◆ PROBLEM TO SOLVE:
No pictures, nothing altered: return the data below.

========================================

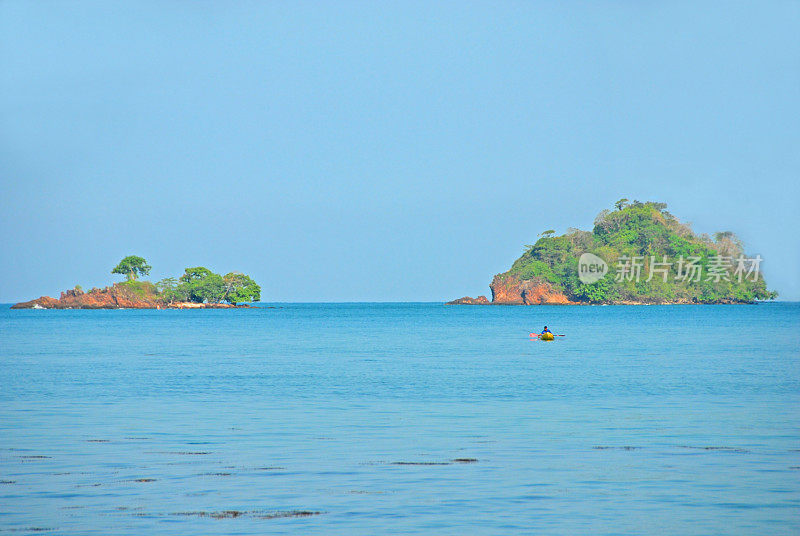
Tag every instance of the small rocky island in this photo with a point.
(636, 254)
(197, 288)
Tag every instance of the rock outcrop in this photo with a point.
(117, 296)
(466, 300)
(510, 290)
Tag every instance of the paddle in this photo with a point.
(539, 335)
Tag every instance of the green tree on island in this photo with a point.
(202, 285)
(132, 267)
(240, 288)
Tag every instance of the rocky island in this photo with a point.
(197, 288)
(636, 254)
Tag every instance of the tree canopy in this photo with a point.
(198, 284)
(647, 232)
(132, 267)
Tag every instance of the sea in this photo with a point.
(401, 418)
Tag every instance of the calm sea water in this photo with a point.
(347, 419)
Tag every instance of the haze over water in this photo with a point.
(401, 419)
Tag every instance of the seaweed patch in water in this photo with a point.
(183, 453)
(420, 463)
(720, 449)
(259, 514)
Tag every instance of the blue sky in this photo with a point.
(383, 151)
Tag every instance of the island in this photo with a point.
(636, 254)
(197, 288)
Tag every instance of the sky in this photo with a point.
(383, 151)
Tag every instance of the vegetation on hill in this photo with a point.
(652, 258)
(196, 285)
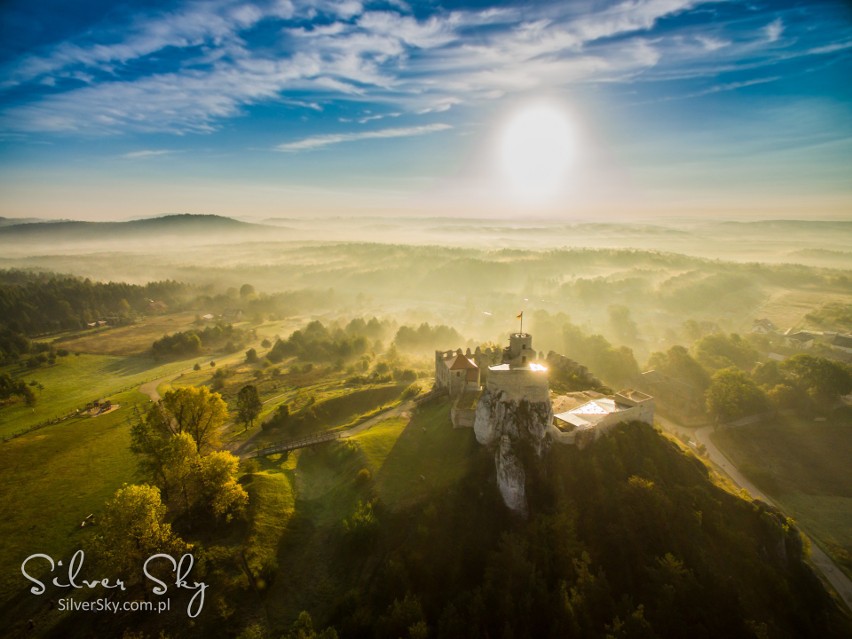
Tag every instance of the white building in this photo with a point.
(586, 422)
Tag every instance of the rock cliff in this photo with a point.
(508, 426)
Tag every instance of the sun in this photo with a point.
(536, 151)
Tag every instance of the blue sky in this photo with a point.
(286, 108)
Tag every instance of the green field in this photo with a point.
(135, 339)
(76, 380)
(805, 466)
(53, 478)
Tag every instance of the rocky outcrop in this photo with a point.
(507, 426)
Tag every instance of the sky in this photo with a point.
(115, 109)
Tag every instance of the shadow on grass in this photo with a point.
(131, 365)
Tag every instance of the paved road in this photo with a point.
(822, 562)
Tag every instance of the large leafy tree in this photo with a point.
(822, 378)
(195, 479)
(131, 529)
(248, 405)
(733, 394)
(194, 410)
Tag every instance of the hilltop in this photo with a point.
(187, 226)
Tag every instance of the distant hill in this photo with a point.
(197, 225)
(12, 221)
(792, 225)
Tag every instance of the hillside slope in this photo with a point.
(401, 532)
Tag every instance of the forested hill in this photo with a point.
(628, 538)
(184, 224)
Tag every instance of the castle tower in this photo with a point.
(519, 376)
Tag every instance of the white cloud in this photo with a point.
(147, 153)
(319, 141)
(772, 31)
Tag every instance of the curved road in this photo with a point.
(822, 562)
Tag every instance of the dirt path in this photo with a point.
(822, 562)
(404, 407)
(246, 447)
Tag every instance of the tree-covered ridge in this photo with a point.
(627, 538)
(33, 303)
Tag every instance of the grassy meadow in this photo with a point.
(38, 501)
(804, 466)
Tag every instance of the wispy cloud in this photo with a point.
(773, 30)
(147, 153)
(319, 141)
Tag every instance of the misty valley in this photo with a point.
(428, 427)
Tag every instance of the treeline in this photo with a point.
(316, 343)
(189, 343)
(426, 337)
(725, 372)
(34, 303)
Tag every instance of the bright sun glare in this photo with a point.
(536, 152)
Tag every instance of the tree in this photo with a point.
(248, 405)
(677, 363)
(303, 628)
(131, 529)
(197, 411)
(219, 492)
(719, 351)
(822, 378)
(732, 394)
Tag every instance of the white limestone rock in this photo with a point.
(507, 425)
(511, 477)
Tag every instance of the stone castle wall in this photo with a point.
(519, 383)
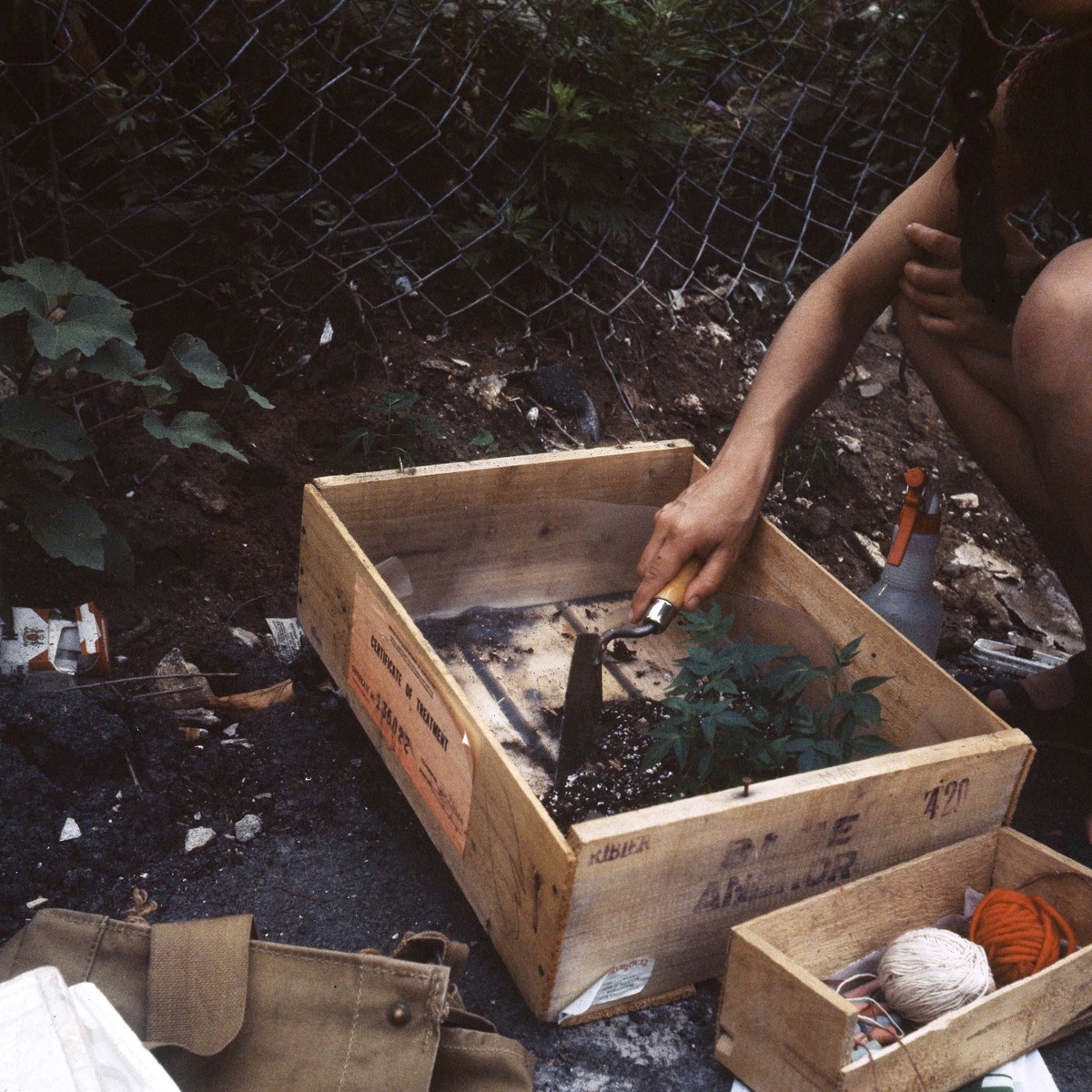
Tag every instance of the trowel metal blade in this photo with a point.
(583, 702)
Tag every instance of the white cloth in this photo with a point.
(64, 1040)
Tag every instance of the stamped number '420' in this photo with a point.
(945, 800)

========================================

◆ YOUR RESPONSE:
Tag every instance of the small rocky island in this photo with a point.
(636, 254)
(197, 288)
Tag every instance of the rock outcrop in this photo with a point.
(117, 296)
(466, 300)
(510, 290)
Tag every instance of the paddle in this photo with a point.
(539, 335)
Tag every instance of the green tree on island in this photo with a point.
(202, 285)
(132, 267)
(240, 288)
Tag every instance of the rocky island in this photo with a point.
(197, 288)
(636, 254)
Tag every instance of the tree canopy in this photo with a point.
(198, 284)
(647, 232)
(132, 267)
Tag every instance of the sea in this photo with a point.
(401, 418)
Tag every instance of the calm sea water in this photo with a point.
(347, 419)
Tag every instance of the haze over water in this photo with a point.
(401, 419)
Tag every instance of the seaweed patch in water in this photo with a point.
(183, 453)
(420, 463)
(720, 449)
(259, 514)
Tag every instance of the blue sky in this photo with a point.
(383, 151)
Tag every instance of the island in this photo with a point.
(636, 254)
(197, 288)
Tag every instance of the sky in this photo with a point.
(383, 151)
Tag every instance of the vegetation on hill in this photo with a point.
(652, 258)
(196, 285)
Tag every instance of the white building in this photo with a point.
(586, 422)
Tag every instance of the rock cliff in this photo with a point.
(508, 426)
Tag every instance of the sun in this photo with a point.
(536, 151)
Tag every instance of the blue sky in this photo with a point.
(286, 108)
Tag every instance of the green field in this photo with a point.
(135, 339)
(76, 380)
(805, 466)
(53, 478)
Tag every instance of the rocky outcrop in this photo with a point.
(507, 426)
Tag every instance of the sky in this photo with a point.
(115, 109)
Tag every instance of the shadow on grass in this photo with a point.
(131, 365)
Tag every instance of the paved road in this photo with a point.
(822, 562)
Tag every instance of the large leafy tree in this photo with a point.
(822, 378)
(195, 479)
(131, 529)
(248, 405)
(733, 394)
(194, 410)
Tag every instance of the hilltop in this photo with a point.
(187, 226)
Tag every instance of the distant hill in this photo with a point.
(197, 225)
(12, 221)
(792, 225)
Tag every instance of the hillside slope in this photo with a point.
(401, 532)
Tag every instance of the forested hill in this photo with a point.
(628, 538)
(184, 224)
Tag every instance of the castle tower in this photo with a point.
(519, 376)
Tag every instance of the white cloud in this photo with a point.
(147, 153)
(319, 141)
(772, 31)
Tag every instance of the curved road in this photo with a point.
(822, 562)
Tag every instance of the dirt path in this photo with a point.
(822, 562)
(404, 407)
(246, 447)
Tag every instance of the tree-covered ridge in this photo with a point.
(627, 538)
(33, 303)
Tag every instance of the grassy meadow in this photo with a point.
(38, 501)
(804, 466)
Tag every instance of the wispy cloud in this photo with a point.
(773, 30)
(147, 153)
(319, 141)
Tag every instance of the misty valley in this photo with a point.
(428, 427)
Tag every instance of the treeline in this photo with a point.
(316, 343)
(189, 343)
(426, 337)
(725, 372)
(34, 303)
Tag every instance of the bright sun glare in this photo with a point.
(536, 152)
Tag every instance of the tree in this photo with a point.
(248, 405)
(677, 363)
(303, 628)
(131, 529)
(197, 411)
(219, 492)
(719, 351)
(822, 378)
(732, 394)
Tag every instance of the white limestone rock in this photo with a point.
(507, 425)
(511, 477)
Tag every instance of the stone castle wall in this photo with a point.
(519, 383)
Tag every instance of the trowel metal blade in this photo with a point.
(583, 702)
Tag every instance of the white cloth in this photo with a point.
(64, 1040)
Tag every instance of the stamped number '420' in this photo with a point.
(945, 800)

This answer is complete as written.